##### Listing #####

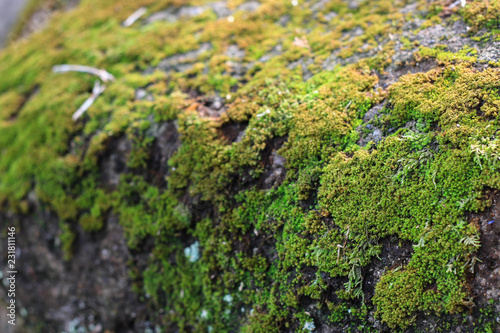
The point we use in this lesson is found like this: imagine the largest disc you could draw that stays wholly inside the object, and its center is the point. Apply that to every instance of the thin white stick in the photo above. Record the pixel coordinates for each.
(102, 74)
(134, 17)
(96, 91)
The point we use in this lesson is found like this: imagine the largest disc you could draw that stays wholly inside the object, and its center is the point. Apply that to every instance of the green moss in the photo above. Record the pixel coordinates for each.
(269, 249)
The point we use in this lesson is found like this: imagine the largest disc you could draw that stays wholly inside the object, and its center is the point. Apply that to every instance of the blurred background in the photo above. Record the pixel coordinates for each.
(10, 10)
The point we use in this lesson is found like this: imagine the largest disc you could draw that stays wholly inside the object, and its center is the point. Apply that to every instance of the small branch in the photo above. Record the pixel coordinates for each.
(96, 91)
(134, 17)
(102, 74)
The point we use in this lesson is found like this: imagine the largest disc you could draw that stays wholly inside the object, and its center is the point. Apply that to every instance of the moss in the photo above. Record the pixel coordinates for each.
(311, 236)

#####

■ **Task objective**
Rewrite the material with "disc" changed to "circle" wherever it occurs, keeping everything else the same. Leave the pictures out of your version.

■ **Task answer**
The point we use in this lesson is found like this: imagine the largest circle you could draw that stays wholly inside the object, and its center is the point. Apply that to every instance of the thin white stick in the photo above. Record the pixel coordinates for each.
(102, 74)
(134, 17)
(96, 91)
The point we use in this lesson is found like this: imagine the largest circle you could draw that stays wholly inside the object, and its center is the point. Apply that to every instance of the green moss in the photo above. Record the pixel coordinates for each.
(269, 249)
The point we use in this lesson is found like this: imagine the largest circle you could draw that stays wholly inside the object, and its center is the point. Apply that to every instance of the blurred background in the photo above. Record the pixel coordinates for each.
(10, 10)
The point we use in this lesson is found like this: imagine the largest circle you could draw that stays wholly inside the object, and its center is the point. Apply that to every instance of the small branch in the photo above. Record the pixel coordinates for each.
(96, 91)
(134, 17)
(102, 74)
The point we use in this lesson is found like this: imagine the largest circle you could draw that stays wholly inside the object, and its center is the point. Apply that to every instance of the moss in the photo above. Record the pixel coordinates for each.
(311, 236)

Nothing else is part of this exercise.